- Born: 9 April 1939 Brittas, County Dublin, Ireland
- Died: 29 January 2014 (aged 74) Saggart, County Dublin, Ireland
- Occupation: Importer
- Known for: Property development
- Children: 3

= Jim Mansfield =

Irish businessman

James Mansfield Sr. (9 April 1939 – 29 January 2014) was an Irish property developer and millionaire with a property portfolio that included the Citywest Hotel and Golf Resort, several developments local to the Saggart, Citywest and Tallaght areas, and Weston Airport.

Mansfield had been involved in high-profile disputes over planning permission for his developments. By 2011, Mansfield's companies' debts could not be serviced, and his commercial properties passed to the National Asset Management Agency.

==Early life==
Mansfield was born on 9 April 1939 and was raised in Brittas, County Dublin. He left school, initially buying a lorry and working in the haulage business, then later renting or selling lorries to contractors. He allegedly made his fortune selling machinery left over from the Falklands war. It was from this industry that Mansfield expanded his business empire to include the Mansfield Group and HSS Ltd.

(Source data)
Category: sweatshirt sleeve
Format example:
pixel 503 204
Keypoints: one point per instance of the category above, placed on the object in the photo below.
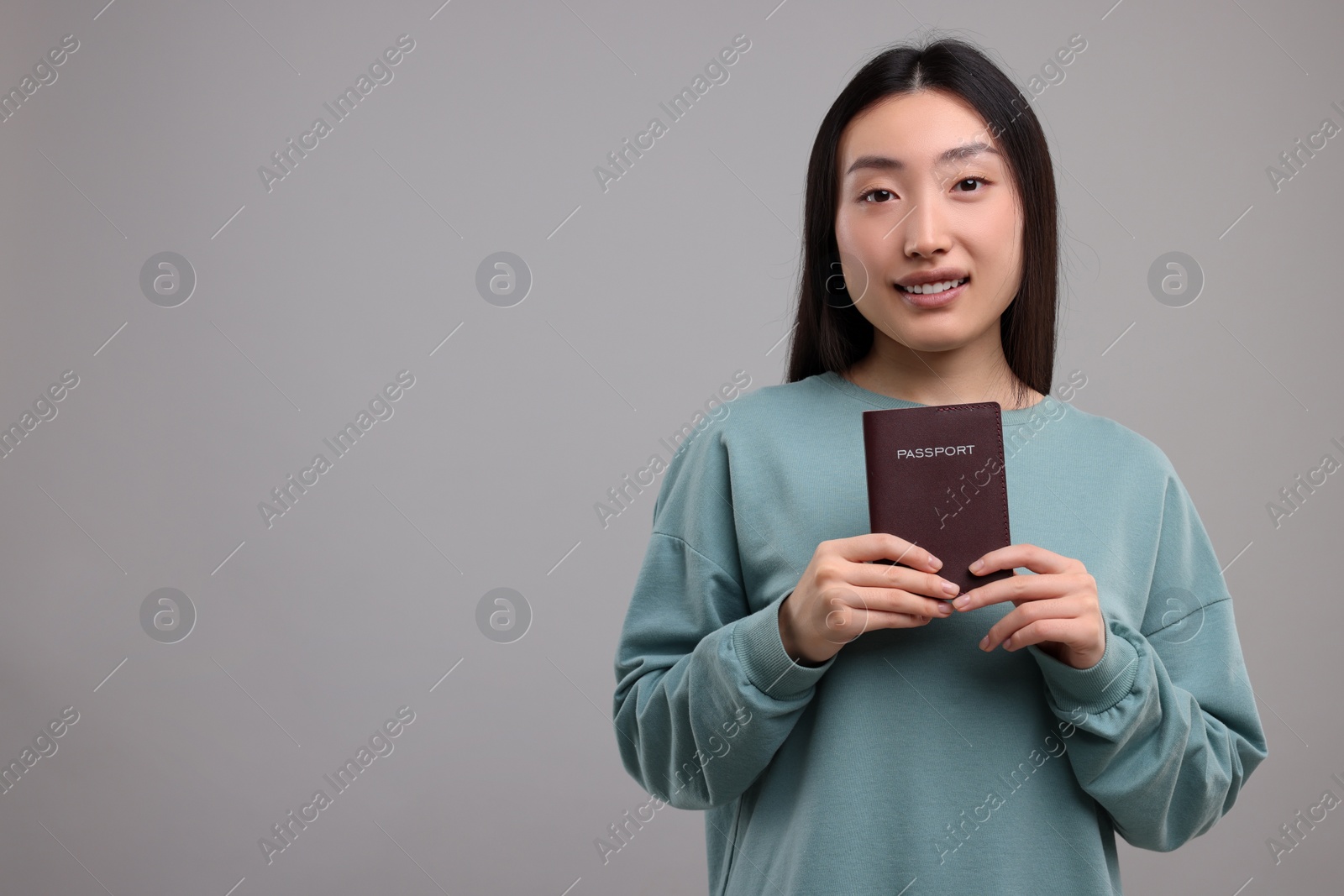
pixel 705 692
pixel 1166 725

§ Work to be completed: Quote the stretch of the Jim Mansfield article from "- Born: 9 April" through "Asset Management Agency.". The records have no connection to the Jim Mansfield article.

§ Completed exercise:
- Born: 9 April 1939 Brittas, County Dublin, Ireland
- Died: 29 January 2014 (aged 74) Saggart, County Dublin, Ireland
- Occupation: Importer
- Known for: Property development
- Children: 3

= Jim Mansfield =

Irish businessman

James Mansfield Sr. (9 April 1939 – 29 January 2014) was an Irish property developer and millionaire with a property portfolio that included the Citywest Hotel and Golf Resort, several developments local to the Saggart, Citywest and Tallaght areas, and Weston Airport.

Mansfield had been involved in high-profile disputes over planning permission for his developments. By 2011, Mansfield's companies' debts could not be serviced, and his commercial properties passed to the National Asset Management Agency.